Umwelt- & Klimaschutz

Klimakrise: Zehn Jahre Nichtstun können wir uns nicht mehr leisten

Die 15. Klimakonferenz in Kopenhagen war bereits einige Tage im Gange, von dem späteren totalen Fiasko der Verhandlungsergebnisse war ich gedanklich weit entfernt. “Wir können so nicht weitermachen”, lautete eine meiner Aussagen am Linzer Taubenmarkt im Dezember 2009. Damit gemeint war die Zerstörungswut des Menschen gegenüber den begrenzten Ressourcen unserer Erde. Der Klimawandel zeigte uns bereits damals die ersten Auswirkungen dieses auf fossilen Brennstoffen basierenden Ressourcenverbrauchs. Damals waren mir und den rund 30 Anwesenden der Klimamahnwache bewusst, dass wir mit hohem Tempo gegen eine unüberwindbare Wand zusteuern. Ich hatte aber Hoffnung auf eine Wende.

Im genannten Dezember 2009 war ich mitten im 5. Semester meines Studiums der Öko-Energietechnik gelandet: alles über Windkraft, Wasserkraft, Energieeffizienz, energiesparendes Bauen, Solartechnik und Energiewirtschaft. Ich hatte das Gefühl, wirklich etwas bewegen zu können. Veränderung schaffen zu können, gemeinsam mit interessierten und motivierten Menschen den Weg aus der Sackgasse des fossilen Energieverbrauchs einzuleiten. Als “Idealist” bezeichneten mich liebevoll meine Kommiliton*innen.

▶ Arbeitsauftrag
Wie viele Personen waren laut dem Textauszug bei der Klimamahnwache anwesend?

▶ Vorliegendes Material
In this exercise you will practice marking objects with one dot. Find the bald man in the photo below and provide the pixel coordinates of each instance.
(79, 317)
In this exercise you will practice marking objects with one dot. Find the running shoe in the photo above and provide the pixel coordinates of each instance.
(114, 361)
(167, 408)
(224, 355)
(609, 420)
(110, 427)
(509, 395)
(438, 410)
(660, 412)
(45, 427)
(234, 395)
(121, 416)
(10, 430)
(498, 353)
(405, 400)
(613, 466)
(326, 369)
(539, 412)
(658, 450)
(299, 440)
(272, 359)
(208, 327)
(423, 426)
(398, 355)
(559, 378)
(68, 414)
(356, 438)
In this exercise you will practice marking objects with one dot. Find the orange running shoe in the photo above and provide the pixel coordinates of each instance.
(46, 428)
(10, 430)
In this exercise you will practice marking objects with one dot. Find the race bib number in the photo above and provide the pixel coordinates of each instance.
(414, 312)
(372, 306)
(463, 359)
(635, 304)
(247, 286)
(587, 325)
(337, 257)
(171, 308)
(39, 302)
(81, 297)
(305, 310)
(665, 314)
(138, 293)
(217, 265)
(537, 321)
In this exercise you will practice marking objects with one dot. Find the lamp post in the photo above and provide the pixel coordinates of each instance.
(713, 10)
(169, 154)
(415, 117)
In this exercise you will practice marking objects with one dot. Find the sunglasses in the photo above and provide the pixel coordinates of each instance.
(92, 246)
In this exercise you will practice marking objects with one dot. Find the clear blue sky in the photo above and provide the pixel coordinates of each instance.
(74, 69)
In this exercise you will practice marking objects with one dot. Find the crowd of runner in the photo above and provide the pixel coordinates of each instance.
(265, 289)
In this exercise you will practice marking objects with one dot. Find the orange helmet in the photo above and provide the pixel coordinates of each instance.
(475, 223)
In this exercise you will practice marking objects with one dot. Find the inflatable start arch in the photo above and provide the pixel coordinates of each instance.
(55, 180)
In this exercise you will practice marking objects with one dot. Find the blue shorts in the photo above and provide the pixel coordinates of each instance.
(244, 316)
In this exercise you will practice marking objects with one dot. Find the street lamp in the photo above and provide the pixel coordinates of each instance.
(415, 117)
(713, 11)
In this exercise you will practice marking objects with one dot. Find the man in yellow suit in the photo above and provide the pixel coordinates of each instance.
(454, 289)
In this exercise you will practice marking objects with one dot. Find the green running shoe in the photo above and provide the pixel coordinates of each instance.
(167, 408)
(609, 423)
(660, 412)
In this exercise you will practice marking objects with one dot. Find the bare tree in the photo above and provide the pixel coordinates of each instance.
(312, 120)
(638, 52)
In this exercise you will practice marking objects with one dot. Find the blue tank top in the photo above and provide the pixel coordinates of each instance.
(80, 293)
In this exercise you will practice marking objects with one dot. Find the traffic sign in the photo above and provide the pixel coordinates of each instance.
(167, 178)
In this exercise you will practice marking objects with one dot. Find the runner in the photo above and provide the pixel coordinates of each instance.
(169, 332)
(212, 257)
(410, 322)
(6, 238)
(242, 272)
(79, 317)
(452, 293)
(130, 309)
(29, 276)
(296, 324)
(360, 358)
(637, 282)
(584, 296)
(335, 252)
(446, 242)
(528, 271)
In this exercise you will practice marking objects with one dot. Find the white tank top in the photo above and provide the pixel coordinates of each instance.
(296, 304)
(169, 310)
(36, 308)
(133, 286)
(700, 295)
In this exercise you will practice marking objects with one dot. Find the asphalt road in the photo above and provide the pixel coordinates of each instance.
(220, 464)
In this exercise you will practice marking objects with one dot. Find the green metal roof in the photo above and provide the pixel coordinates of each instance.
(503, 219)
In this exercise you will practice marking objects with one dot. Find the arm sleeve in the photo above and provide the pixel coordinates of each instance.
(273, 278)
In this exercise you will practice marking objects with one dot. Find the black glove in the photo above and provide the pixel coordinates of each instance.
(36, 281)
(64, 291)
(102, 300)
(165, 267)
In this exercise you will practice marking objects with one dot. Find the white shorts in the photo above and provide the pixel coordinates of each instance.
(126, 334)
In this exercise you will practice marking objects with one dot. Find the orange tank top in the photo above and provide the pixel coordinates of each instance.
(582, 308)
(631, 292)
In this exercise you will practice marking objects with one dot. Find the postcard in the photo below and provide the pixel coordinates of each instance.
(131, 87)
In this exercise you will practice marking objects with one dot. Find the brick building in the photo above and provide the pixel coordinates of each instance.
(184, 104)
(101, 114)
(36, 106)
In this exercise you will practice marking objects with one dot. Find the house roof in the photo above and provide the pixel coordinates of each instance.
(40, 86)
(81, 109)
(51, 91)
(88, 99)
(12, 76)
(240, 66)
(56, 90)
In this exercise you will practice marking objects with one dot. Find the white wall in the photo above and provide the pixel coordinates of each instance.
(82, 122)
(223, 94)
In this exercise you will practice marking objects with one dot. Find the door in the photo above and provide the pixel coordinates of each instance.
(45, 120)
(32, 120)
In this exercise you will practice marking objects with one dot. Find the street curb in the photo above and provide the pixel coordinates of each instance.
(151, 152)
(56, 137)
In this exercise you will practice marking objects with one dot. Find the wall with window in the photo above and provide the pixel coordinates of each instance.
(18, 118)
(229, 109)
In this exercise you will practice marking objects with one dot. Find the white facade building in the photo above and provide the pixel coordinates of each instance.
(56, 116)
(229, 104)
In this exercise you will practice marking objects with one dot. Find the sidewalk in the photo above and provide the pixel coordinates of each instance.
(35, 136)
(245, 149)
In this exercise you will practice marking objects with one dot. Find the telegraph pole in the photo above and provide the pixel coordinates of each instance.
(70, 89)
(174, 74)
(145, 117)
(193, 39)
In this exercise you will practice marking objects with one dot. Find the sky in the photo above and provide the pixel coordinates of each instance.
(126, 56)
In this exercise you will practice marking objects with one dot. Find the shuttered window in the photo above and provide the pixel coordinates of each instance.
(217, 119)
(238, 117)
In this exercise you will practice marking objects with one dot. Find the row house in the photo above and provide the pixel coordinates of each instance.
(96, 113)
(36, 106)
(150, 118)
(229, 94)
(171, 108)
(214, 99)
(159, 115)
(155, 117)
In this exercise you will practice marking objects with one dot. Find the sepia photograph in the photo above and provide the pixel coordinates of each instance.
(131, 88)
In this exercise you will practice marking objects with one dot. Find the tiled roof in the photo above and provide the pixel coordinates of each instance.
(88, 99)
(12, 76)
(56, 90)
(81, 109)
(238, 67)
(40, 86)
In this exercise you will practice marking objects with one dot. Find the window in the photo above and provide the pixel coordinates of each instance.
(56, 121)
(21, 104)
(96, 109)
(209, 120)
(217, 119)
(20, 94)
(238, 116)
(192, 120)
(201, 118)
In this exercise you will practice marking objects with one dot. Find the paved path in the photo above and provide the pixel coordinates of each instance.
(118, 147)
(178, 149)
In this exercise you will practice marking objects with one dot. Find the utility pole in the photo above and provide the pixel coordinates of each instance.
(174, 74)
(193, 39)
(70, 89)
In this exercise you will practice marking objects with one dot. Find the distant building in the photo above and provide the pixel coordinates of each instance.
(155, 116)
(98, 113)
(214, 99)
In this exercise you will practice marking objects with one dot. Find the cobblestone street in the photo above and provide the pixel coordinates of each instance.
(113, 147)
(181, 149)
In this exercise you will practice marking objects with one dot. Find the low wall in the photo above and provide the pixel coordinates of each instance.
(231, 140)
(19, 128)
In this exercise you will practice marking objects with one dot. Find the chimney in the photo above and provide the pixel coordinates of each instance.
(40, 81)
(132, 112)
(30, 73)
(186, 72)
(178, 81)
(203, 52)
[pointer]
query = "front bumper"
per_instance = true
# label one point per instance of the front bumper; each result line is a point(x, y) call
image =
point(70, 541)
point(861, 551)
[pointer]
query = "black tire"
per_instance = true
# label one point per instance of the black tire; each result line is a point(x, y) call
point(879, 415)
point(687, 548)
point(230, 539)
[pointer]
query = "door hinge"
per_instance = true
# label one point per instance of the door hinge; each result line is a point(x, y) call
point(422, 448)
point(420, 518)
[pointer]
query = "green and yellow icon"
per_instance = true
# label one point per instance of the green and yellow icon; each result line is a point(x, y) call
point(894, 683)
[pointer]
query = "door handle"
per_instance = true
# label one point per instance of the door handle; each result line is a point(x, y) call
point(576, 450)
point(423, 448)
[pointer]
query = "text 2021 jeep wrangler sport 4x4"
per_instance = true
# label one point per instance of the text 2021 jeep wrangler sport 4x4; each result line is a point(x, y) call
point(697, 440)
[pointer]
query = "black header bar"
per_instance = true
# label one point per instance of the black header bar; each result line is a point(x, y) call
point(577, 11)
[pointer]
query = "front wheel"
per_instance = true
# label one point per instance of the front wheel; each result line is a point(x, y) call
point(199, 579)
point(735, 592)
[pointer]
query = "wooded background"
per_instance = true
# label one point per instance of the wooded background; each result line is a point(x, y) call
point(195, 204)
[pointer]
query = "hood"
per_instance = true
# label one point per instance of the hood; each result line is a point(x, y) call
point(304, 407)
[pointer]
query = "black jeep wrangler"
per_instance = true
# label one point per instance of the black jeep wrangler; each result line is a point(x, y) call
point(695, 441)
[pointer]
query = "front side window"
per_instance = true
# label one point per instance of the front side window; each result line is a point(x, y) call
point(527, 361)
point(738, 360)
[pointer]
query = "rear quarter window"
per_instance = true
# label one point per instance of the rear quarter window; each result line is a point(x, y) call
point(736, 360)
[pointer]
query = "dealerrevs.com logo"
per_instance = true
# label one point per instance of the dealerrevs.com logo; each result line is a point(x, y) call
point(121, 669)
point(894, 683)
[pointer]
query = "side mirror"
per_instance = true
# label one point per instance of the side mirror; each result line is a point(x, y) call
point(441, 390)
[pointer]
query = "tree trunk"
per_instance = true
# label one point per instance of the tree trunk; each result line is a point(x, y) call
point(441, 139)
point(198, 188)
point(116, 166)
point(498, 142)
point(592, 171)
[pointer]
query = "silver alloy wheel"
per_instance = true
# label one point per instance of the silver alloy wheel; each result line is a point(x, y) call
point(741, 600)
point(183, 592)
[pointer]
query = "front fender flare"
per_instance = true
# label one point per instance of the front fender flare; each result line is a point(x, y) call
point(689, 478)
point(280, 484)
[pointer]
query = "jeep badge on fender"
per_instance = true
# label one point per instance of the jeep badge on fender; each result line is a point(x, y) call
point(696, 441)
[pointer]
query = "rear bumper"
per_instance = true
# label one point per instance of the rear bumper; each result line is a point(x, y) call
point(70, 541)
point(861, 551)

▶ Gelöste Aufgabe
Rund 30 Personen.